What is needed: In the research overview, what structure leads the growing neurons?

Supplied text:
....

Axon Motility and Guidance
How do axons sense molecular gradients and use these signals to find their correct targets? How does the extracellular matrix modulate axon motility? In collaboration with Herb Geller an the NIH, we are studying the dynamics of axons navigating in collagen matrices. We have developed a novel technology for generating precisely controlled molecular gradients in collagen gels, and are using it to study the behavior of developing and regenerating axons. The growing neurons are led by a complex, dynamic structure called a growth cone, and we are trying to understand how it works as a sensing element. Recently we have begun investing the biomechanics of the axon outgrowth through live cell imaging of neurons transfected with fluorescently labeled cytoskeletal proteins. Funded by NIH. Click on the links for recent publications and movies.

Malaria
In collaboration with Professor Paul Roepe and his group, we are imaging the structure and dynamics of the malarial parasite after invasion of a red blood cell. Using a high speed, high resolution confocal microscope, we have investigated the volume regulation of intracellular compartments in order to understand the mechanism of drug resistance. Funding from NIH.

Giardia
Giardia lamblia is one of the most prevalent intestinal protozoan pathogens worldwide, causing widespread infection in areas without access to clean water. In much of the world, the lack of clean water results in nearly universal infection of the population by the age of three. After ingestion of the infective cyst stage by the host, the parasite differentiates in the lumen of the small intestine into the trophozoite form, attaches to intestinal epithelial cells (the lower intestine) and replicates. Its presence often results in severe gastrointestinal symptoms, including diarrhea, vomiting and weight loss.
In collaboration with Heidi Elmendorf’s lab, we are helping to answer questions about Giardia’s cytoskeleton and how attaches itself to the intestinal wall. Ongoing experiments are helping to determine the mechanism of attachment employed by Giardia which is believed to be, for the most part, due either to a suction mechanism or to a gripping mechanism. Funded by NIH.

Fluorescence Correlation Microscopy
Fluorescence correlation spectroscopy (FCS) is a technique developed in the 1970s that is still widely used to study cellular mechanisms and dynamics. Using a confocal microscope, light intensity fluctuations caused by fluorescent molecules or microspheres moving through a small measurement volume (femtoliter) are recorded and analyzed. The autocorrelation of these fluctuations can be used to determine the diffusion coefficients, concentrations, mobile fractions, and flow velocities of the fluorescent particles.

....

Phrase grounding data:
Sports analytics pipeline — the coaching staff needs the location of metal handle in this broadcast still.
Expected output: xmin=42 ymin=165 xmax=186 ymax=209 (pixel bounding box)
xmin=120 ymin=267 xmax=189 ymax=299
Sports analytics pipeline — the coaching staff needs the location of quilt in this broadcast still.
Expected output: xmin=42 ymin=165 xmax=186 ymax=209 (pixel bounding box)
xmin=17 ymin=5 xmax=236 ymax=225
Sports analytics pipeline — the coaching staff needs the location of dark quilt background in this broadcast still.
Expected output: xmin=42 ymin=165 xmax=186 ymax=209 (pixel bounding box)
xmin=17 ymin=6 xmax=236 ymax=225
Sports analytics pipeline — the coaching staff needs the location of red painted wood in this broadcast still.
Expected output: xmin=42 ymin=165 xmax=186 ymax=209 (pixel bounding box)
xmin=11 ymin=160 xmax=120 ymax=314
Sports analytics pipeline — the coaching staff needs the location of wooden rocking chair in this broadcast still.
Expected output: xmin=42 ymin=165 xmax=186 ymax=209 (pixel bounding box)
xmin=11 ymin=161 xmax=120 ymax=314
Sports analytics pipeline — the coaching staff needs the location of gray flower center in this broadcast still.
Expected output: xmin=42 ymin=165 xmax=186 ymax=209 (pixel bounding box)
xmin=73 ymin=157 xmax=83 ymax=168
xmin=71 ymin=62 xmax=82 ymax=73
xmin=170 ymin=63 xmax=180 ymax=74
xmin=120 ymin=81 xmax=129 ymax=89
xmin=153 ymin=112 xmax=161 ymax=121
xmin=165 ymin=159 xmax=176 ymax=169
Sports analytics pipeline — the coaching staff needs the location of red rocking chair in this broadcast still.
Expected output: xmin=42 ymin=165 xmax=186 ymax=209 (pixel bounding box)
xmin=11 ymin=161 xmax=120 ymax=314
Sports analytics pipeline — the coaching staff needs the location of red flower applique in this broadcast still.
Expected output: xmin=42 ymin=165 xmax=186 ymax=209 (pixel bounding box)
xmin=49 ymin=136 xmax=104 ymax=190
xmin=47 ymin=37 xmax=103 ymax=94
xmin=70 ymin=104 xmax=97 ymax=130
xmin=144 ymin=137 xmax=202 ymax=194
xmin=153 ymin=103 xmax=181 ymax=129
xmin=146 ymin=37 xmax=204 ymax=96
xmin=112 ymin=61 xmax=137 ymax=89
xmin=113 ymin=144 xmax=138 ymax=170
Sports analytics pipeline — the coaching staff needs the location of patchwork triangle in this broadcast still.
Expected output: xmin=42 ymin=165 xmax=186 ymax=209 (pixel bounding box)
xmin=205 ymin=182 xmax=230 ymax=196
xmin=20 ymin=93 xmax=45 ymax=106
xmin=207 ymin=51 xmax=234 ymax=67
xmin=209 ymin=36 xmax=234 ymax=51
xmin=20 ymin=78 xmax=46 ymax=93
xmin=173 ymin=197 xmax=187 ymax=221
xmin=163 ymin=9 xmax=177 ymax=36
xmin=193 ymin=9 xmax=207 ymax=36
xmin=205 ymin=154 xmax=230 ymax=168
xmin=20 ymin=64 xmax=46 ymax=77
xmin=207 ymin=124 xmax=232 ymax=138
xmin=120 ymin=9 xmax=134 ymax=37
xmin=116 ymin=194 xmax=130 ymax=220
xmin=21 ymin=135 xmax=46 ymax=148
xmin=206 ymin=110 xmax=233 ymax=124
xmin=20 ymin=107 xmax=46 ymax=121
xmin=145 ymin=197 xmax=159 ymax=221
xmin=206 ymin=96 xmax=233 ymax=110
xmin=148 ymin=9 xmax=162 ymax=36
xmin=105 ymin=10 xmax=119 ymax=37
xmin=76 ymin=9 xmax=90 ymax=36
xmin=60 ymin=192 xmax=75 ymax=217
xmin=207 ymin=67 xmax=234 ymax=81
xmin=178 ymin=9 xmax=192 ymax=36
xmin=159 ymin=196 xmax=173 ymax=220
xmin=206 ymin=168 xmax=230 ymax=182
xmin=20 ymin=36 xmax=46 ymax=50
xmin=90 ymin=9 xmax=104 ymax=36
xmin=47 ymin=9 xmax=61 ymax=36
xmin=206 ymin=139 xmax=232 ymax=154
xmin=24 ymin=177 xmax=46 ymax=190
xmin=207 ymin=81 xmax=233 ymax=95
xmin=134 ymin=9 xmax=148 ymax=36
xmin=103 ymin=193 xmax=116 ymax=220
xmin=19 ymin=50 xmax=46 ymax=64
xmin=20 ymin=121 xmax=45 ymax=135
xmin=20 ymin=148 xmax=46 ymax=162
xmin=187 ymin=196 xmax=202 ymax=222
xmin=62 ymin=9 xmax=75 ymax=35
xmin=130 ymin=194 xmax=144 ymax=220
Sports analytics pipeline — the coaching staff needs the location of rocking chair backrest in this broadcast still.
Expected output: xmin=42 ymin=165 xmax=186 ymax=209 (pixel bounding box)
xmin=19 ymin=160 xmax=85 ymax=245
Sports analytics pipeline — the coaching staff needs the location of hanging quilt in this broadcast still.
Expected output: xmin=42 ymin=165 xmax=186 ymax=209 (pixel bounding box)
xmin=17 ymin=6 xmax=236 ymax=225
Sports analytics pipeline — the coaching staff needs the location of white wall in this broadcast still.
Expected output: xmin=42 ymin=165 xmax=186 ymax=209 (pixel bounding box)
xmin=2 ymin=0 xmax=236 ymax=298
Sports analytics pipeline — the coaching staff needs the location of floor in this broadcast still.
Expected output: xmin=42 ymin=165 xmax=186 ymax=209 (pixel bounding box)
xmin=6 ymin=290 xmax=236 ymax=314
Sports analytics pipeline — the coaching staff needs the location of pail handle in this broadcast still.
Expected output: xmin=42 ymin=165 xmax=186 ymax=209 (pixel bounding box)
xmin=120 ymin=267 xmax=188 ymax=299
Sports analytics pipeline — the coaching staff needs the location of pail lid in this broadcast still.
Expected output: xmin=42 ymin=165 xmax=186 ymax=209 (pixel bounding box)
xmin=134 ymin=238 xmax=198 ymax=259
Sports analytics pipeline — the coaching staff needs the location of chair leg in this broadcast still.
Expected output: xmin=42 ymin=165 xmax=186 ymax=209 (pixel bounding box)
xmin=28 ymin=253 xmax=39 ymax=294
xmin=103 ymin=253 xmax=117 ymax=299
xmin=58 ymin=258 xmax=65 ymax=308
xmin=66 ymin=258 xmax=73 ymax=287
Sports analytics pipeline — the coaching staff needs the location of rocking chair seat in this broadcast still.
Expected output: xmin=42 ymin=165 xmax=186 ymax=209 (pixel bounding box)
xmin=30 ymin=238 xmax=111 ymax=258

....

Output for this exercise: A complex, dynamic structure called a growth cone.